Start of Block

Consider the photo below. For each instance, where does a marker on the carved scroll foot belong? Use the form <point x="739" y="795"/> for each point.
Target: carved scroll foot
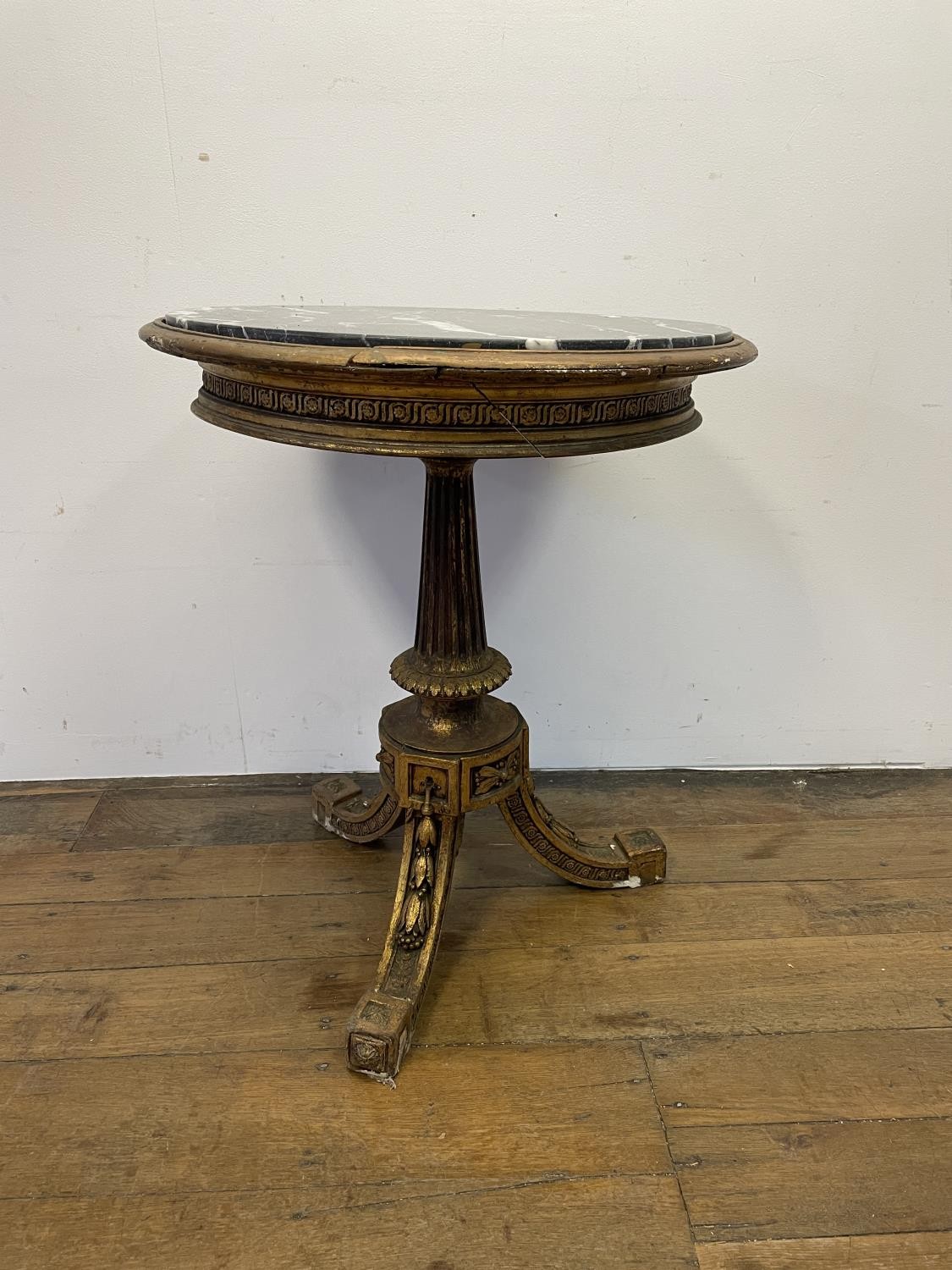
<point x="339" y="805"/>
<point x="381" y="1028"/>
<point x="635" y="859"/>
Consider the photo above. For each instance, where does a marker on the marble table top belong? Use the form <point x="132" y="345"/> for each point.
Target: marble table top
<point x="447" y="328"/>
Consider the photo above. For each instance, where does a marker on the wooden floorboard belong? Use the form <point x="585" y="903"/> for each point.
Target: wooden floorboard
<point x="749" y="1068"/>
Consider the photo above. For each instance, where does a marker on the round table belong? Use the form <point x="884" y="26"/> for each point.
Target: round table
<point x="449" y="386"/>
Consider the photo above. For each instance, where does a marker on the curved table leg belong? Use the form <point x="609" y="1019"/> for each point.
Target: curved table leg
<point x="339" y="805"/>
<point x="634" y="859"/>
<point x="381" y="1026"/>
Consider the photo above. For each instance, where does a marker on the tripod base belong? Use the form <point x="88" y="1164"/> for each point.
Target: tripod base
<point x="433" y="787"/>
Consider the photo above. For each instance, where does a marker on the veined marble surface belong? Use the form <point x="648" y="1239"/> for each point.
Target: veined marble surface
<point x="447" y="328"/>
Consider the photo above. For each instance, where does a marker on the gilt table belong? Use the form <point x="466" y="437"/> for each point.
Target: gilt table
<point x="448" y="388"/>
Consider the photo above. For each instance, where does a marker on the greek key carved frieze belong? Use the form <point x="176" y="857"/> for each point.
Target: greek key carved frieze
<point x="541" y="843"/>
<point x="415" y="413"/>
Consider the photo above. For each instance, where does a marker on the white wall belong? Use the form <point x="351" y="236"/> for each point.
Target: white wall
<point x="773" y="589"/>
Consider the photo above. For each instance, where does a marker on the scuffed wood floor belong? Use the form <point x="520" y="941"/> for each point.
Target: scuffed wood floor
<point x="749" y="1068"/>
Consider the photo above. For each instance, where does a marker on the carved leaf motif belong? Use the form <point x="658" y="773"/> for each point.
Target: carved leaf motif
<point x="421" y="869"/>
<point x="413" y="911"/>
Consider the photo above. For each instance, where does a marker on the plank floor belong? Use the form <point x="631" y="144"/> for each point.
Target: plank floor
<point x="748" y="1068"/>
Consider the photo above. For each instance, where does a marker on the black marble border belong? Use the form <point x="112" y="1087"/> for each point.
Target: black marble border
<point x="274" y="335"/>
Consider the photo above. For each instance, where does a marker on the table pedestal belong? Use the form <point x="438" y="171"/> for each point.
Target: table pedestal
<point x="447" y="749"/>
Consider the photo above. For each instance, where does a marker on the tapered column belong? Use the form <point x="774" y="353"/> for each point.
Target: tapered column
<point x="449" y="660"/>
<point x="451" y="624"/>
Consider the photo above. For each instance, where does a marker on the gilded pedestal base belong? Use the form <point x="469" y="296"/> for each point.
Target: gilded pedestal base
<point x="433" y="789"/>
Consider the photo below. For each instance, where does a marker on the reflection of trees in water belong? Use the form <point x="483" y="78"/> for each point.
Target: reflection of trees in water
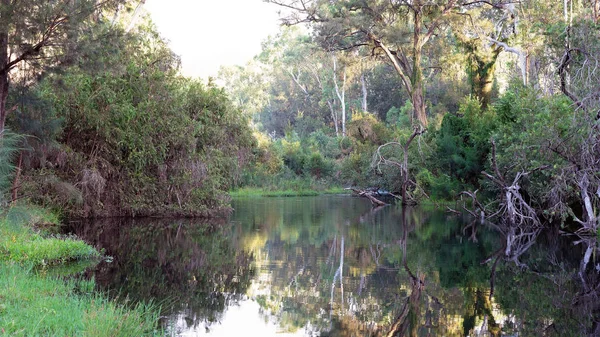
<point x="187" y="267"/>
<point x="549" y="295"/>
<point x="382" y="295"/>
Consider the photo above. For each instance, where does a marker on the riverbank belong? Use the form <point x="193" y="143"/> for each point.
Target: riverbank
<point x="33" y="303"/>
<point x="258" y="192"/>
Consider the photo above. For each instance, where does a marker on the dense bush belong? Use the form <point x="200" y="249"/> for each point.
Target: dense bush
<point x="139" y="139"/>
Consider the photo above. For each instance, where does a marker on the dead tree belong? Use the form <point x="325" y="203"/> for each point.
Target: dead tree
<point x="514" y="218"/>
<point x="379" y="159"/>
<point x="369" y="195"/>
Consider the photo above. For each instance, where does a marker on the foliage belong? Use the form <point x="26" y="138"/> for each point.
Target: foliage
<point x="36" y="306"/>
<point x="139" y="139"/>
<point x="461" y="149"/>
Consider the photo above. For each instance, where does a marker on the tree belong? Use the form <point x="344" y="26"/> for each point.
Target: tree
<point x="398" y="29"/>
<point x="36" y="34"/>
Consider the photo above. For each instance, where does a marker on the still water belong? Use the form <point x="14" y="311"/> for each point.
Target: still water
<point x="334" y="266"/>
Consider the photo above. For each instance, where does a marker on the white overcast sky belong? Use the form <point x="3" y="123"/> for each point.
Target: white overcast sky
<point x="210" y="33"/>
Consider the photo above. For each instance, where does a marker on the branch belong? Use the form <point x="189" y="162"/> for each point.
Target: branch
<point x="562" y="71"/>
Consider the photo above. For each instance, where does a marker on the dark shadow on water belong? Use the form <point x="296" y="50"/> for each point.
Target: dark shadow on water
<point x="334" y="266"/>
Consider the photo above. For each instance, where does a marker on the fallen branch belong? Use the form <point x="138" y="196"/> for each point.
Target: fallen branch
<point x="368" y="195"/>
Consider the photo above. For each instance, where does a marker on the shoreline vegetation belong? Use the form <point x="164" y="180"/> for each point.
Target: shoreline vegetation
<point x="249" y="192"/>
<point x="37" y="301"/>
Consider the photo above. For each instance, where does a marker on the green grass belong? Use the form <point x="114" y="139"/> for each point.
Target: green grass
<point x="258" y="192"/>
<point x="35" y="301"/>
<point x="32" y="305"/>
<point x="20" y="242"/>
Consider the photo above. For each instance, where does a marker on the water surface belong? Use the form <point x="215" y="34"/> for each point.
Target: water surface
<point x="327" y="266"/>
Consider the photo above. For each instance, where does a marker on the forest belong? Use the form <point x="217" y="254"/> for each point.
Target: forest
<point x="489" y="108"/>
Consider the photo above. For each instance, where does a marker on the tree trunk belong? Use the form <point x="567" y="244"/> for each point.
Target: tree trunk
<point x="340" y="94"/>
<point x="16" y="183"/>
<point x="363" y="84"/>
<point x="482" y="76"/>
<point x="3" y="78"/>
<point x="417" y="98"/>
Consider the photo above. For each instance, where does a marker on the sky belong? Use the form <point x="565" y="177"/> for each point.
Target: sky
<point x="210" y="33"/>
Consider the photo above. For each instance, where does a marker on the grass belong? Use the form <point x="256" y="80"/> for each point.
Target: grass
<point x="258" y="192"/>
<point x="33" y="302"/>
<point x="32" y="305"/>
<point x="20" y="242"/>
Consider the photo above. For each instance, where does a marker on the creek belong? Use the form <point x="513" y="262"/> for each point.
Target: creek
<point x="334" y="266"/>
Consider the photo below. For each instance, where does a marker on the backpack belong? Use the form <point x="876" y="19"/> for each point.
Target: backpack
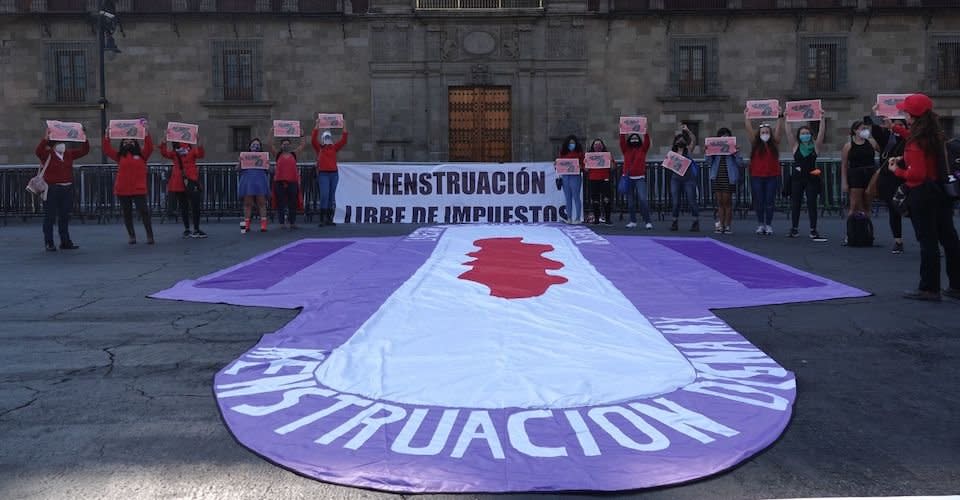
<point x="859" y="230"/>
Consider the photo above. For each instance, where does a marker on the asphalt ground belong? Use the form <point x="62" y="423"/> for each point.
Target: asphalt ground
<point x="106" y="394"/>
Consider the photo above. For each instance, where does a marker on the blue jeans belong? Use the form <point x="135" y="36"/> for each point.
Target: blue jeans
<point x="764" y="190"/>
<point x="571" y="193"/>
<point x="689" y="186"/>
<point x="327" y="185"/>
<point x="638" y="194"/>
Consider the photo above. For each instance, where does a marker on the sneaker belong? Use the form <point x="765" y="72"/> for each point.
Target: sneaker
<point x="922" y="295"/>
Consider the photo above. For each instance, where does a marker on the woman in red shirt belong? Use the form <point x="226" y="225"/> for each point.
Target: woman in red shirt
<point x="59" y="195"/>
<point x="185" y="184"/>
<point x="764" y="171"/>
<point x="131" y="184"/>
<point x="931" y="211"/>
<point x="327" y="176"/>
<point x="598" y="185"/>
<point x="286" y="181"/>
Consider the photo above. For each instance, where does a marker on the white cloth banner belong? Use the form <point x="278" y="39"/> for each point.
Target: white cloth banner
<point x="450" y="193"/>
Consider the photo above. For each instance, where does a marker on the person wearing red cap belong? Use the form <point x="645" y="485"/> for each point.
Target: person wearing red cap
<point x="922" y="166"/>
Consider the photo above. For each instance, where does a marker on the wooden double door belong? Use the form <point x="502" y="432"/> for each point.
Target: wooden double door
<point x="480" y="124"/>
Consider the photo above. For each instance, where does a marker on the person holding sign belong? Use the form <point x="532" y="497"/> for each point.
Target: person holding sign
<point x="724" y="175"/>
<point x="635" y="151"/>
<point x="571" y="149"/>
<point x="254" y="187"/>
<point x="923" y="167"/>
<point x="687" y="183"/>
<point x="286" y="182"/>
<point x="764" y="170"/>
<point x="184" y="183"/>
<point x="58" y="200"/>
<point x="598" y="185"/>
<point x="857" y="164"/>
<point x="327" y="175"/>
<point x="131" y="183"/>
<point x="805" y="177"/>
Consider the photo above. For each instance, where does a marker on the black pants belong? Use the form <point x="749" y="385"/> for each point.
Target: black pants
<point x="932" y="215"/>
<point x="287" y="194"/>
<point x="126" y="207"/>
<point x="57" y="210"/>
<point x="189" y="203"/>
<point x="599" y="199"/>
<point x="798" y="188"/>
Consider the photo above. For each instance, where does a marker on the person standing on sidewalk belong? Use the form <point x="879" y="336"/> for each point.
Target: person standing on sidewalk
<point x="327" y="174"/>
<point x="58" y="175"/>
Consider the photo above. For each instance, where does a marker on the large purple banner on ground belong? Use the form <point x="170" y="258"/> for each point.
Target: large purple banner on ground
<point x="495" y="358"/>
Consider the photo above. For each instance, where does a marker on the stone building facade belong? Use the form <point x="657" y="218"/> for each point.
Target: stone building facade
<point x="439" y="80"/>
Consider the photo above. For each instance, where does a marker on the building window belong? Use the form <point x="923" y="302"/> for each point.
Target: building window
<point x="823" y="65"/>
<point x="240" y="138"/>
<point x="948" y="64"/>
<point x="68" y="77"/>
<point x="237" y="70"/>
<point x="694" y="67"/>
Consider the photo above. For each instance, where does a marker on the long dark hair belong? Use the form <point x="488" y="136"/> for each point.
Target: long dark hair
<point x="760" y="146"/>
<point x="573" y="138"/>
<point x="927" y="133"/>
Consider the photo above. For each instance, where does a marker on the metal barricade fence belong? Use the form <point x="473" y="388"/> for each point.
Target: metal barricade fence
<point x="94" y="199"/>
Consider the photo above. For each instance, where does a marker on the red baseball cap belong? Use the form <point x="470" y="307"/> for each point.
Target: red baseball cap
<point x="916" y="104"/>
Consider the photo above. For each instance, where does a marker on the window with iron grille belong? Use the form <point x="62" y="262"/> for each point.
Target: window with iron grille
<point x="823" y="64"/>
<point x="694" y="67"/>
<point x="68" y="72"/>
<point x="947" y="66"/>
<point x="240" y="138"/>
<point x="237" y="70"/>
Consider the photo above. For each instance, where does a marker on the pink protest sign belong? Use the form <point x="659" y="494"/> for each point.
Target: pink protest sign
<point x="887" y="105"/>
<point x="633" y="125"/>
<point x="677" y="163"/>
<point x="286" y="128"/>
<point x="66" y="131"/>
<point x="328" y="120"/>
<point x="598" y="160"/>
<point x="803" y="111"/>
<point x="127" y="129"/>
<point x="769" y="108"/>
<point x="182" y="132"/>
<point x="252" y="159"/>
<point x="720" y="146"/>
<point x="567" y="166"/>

End of Block

● **Work instructions**: Take the lines above from the one containing "on the sneaker" down to the one containing "on the woman", and transcribe them exactly, both ends included.

● **Solution below**:
Consider the photo above. For each instance, where does a marker on the sneaker belong? Use the form <point x="765" y="72"/> for each point.
Target: sneaker
<point x="922" y="295"/>
Consider the photo above. For each instance, where does a marker on the woman in red shirt belong? Use the form <point x="226" y="225"/> for each point.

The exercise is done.